Write out again only the lines running from the one that contains "Practice step: find the white trim" to the end of the records below, including both the first and the last.

Start

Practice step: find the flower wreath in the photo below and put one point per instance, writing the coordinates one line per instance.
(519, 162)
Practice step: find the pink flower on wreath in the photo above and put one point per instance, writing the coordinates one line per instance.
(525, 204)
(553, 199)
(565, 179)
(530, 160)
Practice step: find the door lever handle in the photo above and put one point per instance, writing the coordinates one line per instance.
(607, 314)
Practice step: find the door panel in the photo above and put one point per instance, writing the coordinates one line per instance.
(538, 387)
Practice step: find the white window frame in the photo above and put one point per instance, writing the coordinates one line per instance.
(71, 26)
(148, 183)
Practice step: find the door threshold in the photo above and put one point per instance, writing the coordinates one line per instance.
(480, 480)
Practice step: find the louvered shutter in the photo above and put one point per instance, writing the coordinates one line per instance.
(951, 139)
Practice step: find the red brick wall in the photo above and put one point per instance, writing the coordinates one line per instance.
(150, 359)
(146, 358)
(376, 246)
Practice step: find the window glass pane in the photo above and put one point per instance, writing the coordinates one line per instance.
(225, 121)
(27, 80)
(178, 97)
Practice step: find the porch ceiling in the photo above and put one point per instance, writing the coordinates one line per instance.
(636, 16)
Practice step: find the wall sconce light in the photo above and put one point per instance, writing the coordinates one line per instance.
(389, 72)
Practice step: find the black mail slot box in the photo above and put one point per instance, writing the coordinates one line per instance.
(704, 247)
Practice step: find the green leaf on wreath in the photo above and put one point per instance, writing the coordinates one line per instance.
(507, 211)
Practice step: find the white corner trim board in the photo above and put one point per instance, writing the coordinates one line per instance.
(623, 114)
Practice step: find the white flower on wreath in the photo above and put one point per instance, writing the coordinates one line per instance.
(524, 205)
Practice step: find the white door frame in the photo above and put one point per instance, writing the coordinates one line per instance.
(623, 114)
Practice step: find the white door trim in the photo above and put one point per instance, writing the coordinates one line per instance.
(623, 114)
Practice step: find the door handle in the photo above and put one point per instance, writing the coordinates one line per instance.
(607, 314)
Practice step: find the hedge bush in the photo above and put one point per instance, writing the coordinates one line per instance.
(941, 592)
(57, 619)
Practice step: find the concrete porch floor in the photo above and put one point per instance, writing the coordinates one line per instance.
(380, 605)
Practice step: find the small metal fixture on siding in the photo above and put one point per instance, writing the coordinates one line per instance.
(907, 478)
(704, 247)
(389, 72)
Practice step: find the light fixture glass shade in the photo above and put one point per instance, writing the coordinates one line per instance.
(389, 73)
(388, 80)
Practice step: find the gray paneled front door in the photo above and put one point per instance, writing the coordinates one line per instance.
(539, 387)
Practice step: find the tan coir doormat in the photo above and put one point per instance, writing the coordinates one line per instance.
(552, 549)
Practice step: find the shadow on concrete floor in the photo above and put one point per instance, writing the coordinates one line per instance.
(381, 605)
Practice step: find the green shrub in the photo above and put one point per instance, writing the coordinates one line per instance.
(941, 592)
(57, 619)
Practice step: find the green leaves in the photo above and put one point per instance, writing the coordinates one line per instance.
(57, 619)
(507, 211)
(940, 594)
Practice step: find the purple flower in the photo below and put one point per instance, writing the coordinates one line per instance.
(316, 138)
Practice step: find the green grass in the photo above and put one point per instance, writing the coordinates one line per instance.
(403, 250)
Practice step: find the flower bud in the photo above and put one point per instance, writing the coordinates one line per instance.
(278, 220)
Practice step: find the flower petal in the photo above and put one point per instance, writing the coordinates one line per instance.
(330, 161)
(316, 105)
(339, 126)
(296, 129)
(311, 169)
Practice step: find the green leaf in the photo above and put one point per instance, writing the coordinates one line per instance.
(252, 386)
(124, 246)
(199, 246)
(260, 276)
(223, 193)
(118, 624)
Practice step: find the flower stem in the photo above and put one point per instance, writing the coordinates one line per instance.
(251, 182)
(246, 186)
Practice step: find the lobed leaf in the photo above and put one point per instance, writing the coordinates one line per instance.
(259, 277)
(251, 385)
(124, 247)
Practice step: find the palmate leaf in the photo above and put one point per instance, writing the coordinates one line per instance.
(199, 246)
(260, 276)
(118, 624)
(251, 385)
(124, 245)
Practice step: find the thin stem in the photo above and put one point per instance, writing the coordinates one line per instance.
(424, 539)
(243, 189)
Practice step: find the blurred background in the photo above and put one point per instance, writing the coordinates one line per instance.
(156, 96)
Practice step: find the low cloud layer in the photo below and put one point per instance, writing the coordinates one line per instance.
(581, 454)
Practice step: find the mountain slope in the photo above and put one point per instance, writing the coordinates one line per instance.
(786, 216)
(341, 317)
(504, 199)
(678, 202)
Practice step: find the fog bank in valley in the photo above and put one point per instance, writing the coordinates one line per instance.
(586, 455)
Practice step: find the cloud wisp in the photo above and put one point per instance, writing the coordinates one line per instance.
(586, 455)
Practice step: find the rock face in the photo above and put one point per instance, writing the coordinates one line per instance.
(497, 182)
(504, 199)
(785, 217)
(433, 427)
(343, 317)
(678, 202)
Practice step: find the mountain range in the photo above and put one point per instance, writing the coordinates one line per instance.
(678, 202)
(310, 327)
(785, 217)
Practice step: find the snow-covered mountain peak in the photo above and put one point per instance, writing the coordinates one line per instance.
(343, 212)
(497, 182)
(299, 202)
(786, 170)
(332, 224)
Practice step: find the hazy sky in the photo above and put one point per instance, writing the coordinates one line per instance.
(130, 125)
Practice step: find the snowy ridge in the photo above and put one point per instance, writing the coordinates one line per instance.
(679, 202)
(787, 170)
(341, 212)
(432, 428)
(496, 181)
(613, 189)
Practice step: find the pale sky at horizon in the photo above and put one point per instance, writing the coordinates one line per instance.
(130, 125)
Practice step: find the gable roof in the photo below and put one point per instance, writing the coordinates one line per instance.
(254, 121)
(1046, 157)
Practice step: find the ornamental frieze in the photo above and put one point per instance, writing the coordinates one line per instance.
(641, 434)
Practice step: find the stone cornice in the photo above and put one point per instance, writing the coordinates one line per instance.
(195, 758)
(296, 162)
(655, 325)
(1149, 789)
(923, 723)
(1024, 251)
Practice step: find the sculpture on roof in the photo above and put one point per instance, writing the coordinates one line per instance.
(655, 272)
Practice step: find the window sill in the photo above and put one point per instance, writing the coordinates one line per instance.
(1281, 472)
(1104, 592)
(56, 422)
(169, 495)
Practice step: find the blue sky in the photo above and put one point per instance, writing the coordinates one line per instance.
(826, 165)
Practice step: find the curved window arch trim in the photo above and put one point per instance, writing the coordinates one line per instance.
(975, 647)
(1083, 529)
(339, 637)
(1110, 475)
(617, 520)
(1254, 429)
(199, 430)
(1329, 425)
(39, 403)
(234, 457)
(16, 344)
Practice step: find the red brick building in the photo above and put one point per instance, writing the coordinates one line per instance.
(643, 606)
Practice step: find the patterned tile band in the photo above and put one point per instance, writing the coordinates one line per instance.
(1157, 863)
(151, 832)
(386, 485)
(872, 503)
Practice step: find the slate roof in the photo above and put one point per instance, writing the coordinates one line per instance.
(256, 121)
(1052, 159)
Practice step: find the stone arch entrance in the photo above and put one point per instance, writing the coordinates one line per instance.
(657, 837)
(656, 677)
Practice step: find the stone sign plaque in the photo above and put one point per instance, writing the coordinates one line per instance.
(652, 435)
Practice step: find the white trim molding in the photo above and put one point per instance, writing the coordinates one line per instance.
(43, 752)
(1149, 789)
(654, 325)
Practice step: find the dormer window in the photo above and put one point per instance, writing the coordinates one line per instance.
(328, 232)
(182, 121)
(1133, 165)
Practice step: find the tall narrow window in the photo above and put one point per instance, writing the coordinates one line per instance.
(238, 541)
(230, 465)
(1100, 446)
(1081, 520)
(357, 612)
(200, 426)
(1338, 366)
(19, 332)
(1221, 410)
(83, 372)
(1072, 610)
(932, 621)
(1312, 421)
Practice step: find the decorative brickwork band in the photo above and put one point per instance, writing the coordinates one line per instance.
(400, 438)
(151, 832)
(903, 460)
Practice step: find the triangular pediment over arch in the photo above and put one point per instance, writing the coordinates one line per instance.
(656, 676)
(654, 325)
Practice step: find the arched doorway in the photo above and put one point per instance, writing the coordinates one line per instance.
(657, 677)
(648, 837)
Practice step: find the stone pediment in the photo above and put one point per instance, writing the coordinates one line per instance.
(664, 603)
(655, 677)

End

_The reply_
Practice step: find the white trim molding in the photo above and put one point per instance, writing the coordinates one line per instance.
(43, 752)
(1149, 789)
(654, 325)
Practice step: find the dormer window in the photo above and put one point per instance, writing the coordinates one line per instance.
(328, 232)
(182, 121)
(1133, 165)
Practice step: find the tall narrow window in the photo above and put one point per instance, writing the coordinates one line per instance.
(238, 541)
(230, 465)
(1100, 446)
(1081, 520)
(357, 612)
(200, 426)
(1338, 366)
(19, 332)
(1221, 410)
(83, 372)
(1072, 610)
(932, 621)
(1312, 421)
Practice step: find the decorative brickwork band in the photo above and put one point per instance, writing the coordinates one line per instance.
(400, 438)
(151, 832)
(903, 460)
Practice step: find the triangular pediment over arch in the photo above and put one point per instance, writing the coordinates one line per instance.
(656, 676)
(654, 325)
Practice step: find the arched doorway in the photo above and put one point per instance, writing the coordinates one line per instance.
(657, 677)
(648, 837)
Practice step: find the stone pediment in the photo above and put one point per instance, writing the coordinates one line per instance.
(664, 603)
(655, 677)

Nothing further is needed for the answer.